#### Required task
Copy every line in the records below that contains the word "lapel".

::::::::

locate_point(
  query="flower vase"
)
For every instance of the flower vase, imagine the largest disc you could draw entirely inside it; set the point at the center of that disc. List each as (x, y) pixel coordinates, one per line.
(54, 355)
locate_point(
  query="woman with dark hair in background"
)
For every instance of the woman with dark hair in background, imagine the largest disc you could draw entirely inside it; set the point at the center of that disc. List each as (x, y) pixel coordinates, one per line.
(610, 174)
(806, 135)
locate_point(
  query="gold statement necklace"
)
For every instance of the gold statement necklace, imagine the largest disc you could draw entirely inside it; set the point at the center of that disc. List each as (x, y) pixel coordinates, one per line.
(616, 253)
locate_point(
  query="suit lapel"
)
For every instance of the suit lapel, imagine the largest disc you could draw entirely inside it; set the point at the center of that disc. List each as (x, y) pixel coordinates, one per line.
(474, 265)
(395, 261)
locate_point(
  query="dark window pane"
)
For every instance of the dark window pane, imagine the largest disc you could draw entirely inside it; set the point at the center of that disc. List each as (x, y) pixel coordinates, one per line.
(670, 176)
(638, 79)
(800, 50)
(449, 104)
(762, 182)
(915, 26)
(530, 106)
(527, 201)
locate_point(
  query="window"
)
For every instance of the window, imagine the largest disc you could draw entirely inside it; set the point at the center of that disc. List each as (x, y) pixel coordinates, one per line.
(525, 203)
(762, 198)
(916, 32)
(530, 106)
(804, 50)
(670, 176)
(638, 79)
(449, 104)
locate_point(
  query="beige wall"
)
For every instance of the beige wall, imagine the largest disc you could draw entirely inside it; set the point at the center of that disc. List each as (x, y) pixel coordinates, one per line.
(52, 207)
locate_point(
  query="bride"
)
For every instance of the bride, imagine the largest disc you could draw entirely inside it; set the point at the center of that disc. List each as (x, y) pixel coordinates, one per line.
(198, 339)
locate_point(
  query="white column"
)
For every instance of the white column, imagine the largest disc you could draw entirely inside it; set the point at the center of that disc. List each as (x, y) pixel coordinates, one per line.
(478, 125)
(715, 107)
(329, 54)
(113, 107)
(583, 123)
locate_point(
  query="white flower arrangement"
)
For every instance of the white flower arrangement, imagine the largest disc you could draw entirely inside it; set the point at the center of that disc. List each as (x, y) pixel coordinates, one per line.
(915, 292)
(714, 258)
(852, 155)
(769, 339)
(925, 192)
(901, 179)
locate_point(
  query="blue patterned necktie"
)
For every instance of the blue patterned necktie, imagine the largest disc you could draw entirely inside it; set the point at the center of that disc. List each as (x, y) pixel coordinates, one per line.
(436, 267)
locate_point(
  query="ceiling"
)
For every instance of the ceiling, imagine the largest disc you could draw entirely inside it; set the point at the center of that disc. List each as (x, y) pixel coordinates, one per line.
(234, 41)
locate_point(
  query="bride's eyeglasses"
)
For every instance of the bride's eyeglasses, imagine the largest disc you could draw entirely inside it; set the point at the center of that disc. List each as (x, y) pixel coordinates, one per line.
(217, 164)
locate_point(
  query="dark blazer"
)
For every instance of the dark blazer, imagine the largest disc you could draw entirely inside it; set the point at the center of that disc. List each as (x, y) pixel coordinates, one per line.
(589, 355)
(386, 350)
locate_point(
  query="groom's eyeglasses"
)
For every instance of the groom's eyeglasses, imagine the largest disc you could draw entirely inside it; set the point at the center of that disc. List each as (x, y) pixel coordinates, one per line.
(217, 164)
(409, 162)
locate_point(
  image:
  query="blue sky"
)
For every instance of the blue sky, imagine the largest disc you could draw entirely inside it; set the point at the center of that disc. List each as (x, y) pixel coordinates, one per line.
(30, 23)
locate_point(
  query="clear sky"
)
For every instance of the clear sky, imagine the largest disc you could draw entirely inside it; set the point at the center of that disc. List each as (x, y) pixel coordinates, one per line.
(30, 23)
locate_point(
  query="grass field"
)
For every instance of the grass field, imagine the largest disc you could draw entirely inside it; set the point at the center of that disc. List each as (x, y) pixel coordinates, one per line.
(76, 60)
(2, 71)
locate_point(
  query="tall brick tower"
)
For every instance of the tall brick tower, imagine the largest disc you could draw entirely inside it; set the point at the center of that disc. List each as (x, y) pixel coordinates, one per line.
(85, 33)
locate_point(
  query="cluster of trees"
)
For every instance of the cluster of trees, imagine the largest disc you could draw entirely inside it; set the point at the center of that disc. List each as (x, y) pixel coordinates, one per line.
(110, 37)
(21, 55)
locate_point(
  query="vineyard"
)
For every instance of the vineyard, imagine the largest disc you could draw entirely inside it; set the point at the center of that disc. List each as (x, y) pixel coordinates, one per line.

::::::::

#### Solution to the exercise
  query="suit lapel"
For every instance of the suit lapel, imagine the largest disc you could draw entirely inside it; set the point at the center of that disc. List each as (x, y) pixel coordinates, one per line.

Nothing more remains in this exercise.